(Extracted data entries)
__________

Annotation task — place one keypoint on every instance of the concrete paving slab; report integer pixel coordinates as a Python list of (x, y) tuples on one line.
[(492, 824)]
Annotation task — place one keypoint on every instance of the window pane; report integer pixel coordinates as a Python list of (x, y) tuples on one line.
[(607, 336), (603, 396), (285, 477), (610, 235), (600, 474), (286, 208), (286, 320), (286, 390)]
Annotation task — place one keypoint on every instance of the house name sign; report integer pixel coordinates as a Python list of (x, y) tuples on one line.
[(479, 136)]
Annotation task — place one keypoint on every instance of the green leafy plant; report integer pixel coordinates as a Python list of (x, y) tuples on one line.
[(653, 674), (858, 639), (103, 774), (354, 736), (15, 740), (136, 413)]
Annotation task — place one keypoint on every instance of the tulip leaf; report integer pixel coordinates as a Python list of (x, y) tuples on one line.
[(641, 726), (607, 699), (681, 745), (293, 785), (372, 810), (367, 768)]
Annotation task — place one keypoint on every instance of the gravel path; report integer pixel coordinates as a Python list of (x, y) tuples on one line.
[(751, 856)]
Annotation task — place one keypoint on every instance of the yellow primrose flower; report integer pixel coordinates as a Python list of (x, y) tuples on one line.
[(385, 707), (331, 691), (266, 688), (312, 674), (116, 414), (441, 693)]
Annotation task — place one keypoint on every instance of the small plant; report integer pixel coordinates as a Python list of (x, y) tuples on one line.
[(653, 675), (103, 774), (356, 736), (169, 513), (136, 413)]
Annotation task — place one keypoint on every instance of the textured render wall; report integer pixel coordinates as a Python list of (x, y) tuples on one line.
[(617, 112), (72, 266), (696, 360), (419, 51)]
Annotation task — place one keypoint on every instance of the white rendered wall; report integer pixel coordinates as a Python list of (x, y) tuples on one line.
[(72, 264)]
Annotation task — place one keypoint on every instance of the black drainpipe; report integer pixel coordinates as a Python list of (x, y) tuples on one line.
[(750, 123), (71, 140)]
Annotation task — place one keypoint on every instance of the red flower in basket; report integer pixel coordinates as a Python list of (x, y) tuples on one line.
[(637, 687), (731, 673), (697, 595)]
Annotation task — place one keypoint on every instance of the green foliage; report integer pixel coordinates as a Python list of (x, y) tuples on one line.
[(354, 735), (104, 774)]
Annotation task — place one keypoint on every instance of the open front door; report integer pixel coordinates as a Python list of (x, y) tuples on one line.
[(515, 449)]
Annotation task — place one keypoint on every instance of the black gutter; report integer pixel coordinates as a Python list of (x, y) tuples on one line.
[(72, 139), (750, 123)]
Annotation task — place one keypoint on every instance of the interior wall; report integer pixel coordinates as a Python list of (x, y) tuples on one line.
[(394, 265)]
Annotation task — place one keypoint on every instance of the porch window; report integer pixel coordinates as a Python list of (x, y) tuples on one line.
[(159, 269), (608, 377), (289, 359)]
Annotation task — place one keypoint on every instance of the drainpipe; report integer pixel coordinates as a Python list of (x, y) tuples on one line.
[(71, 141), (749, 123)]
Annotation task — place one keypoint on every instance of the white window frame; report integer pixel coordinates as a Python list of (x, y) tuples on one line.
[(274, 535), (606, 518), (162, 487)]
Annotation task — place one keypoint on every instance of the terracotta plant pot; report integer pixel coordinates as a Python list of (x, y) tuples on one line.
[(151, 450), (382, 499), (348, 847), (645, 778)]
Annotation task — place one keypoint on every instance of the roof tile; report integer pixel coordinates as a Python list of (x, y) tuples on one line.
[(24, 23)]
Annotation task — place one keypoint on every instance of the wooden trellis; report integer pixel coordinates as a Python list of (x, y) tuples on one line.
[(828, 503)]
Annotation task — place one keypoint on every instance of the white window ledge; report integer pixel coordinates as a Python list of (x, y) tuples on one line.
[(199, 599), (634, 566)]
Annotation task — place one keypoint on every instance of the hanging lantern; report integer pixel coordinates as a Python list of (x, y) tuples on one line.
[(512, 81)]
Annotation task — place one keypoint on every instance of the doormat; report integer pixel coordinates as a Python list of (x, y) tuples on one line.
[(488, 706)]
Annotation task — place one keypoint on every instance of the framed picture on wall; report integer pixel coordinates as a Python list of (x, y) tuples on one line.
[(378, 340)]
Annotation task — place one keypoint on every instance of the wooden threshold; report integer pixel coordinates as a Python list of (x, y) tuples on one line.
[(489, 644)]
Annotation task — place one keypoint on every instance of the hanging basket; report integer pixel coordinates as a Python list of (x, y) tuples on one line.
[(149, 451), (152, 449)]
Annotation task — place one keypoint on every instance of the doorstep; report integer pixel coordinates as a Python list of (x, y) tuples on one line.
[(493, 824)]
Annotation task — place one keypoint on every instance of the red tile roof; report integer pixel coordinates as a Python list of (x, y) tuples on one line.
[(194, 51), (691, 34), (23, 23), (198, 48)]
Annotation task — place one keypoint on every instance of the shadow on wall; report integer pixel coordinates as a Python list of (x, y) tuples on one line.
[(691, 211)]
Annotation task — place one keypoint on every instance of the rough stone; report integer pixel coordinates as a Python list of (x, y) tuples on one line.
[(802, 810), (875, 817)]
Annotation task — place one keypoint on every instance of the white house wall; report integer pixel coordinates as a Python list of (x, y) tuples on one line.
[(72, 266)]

__________

Your goal:
Reproduce, exactly and with nothing added, the lines from the one that includes "white window ledge;" through the last line of the material.

Answer to this exercise:
Annotation task — place one keypoint on every instance of the white window ledge; report integer pixel coordinates as a Python list of (x, y) tuples on one line.
[(199, 599), (634, 566)]
Annotation task — place one keypoint on every instance of the hanging lantern; report integer pixel coordinates as a Python list of (x, y) tuples on one line.
[(512, 81)]
Annotation task — place one keypoint on every instance of the doormat; report integer pixel coordinates as a Python list of (x, y) tuples on one line.
[(488, 706)]
Annotation task — place one keypoint on every instance of the framed picture on wall; report integer pixel coordinates as a Python list of (x, y) tuples on one line.
[(378, 340)]
Annotation task — place one keypoint on every instance of the wooden threshold; report integer pixel coordinates as a Python list of (x, y) tuples on one line.
[(489, 644)]
Annotation task — place one keypoint on every instance of the hanging basket; report integer pixel coordinates as a Python list of (x, y) tuples on one line.
[(149, 451), (152, 449)]
Annotation task — place one keypoint on every instance of the doorstep; report integer pixel coordinates as a Python list of (x, y) tuples on one line.
[(493, 824)]
Annotation task — place one keypoint on every instance of the red tile roof; report integer pixel coordinates as a Python list of (x, y) tuples on one line.
[(194, 51), (691, 34), (23, 23), (198, 48)]
Annotation task — place one keypoint on every instance of the shadow on wall; report integer pixel coordinates as a Python list of (x, y) tuples on one line.
[(691, 211)]
Annotation task — place one keypoint on every instance of the rough stone; report integer pixel coordinates as a Python list of (x, y) tuples on one line.
[(802, 810), (875, 817)]
Annotation task — place one keypoint on every instance of the white house wall; report integer pixel coordinates as a Python list of (x, y) tuples on one line.
[(72, 266)]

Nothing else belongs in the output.